§ Data extract:
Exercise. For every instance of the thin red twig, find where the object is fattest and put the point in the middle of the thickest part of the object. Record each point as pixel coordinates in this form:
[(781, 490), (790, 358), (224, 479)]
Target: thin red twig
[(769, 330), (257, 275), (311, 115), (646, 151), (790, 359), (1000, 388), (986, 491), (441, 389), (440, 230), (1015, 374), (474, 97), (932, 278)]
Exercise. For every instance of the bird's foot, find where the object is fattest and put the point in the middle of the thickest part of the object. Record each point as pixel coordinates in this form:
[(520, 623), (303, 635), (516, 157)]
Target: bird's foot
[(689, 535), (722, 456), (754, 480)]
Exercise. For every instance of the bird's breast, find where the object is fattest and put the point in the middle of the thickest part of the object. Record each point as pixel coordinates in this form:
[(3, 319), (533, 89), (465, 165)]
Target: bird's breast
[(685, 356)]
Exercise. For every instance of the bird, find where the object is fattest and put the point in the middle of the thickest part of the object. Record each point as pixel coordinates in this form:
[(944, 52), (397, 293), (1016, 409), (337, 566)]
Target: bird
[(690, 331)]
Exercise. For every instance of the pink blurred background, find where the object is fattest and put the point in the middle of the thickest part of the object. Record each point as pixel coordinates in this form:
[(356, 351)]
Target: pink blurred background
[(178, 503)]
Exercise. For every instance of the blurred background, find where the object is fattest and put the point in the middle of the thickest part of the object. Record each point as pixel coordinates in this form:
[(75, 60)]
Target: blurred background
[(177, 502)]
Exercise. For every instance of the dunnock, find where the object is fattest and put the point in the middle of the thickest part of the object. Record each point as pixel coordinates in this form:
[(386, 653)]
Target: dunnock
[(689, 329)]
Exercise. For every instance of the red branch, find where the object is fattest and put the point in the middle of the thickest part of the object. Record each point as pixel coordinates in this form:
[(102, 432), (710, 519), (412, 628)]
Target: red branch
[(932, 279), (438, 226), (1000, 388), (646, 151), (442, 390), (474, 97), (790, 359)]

§ Work instructions: Reproduce all the entries above, swapping "fattest" for "widest" wherever it occurs and leaving every other character unchanged.

§ Final result:
Exercise. For every instance of the thin red twig, find where the object is widest and put the point in the middle of the thickest part of the object. Record each point as pixel coordinates in this form:
[(781, 490), (790, 358), (224, 479)]
Target: thin red twig
[(769, 330), (257, 275), (311, 115), (646, 151), (790, 359), (1000, 388), (986, 491), (441, 389), (440, 230), (1015, 374), (474, 97), (932, 278)]
Exercise. For every instance of the bird's foot, find where the object is widest and put the point in the middle of the thickest part of the object. Record each point as pixel coordinates in this form:
[(520, 623), (303, 635), (516, 157)]
Target: bird's foot
[(689, 535), (722, 456), (754, 480)]
Exercise. For every instance of the bird's breast, find where the object is widest and put the point in the middle of the thickest part of the object. Record each point as pixel coordinates in this form:
[(3, 319), (533, 89), (465, 165)]
Target: bird's breast
[(685, 356)]
Exercise. For every instance of the bird, find where the object is widest and put the point in the middle of the thickest part of the object. Record each point as pixel coordinates in this form:
[(944, 52), (397, 293), (1016, 409), (337, 566)]
Target: bird
[(690, 331)]
Exercise. For every instance of the pink blurred background, find where the object is widest and put the point in the middle of the thickest part of the object. Record each point as pixel coordinates in this form:
[(356, 351)]
Target: pink blurred background
[(178, 503)]
Exercise. For every instance of the blurred background, find where the object is widest and put the point in the middle of the thickest part of the object. Record each point as pixel coordinates in this form:
[(75, 60)]
Target: blurred background
[(177, 502)]
Exercise. For every instance of the dunnock, find where the object is widest and put the point in the middle of the thickest part of the object. Record each point as pixel coordinates in this form:
[(386, 653)]
Target: dunnock
[(689, 329)]
Exercise. For every instance of the red branch, find where the object is widest and put the point in the middle of the thickest part of the object. Record each point as pixel coordinates in this form:
[(102, 432), (710, 519), (412, 628)]
Target: red branch
[(932, 279), (438, 226), (1000, 388), (646, 151), (442, 390), (474, 97), (790, 359)]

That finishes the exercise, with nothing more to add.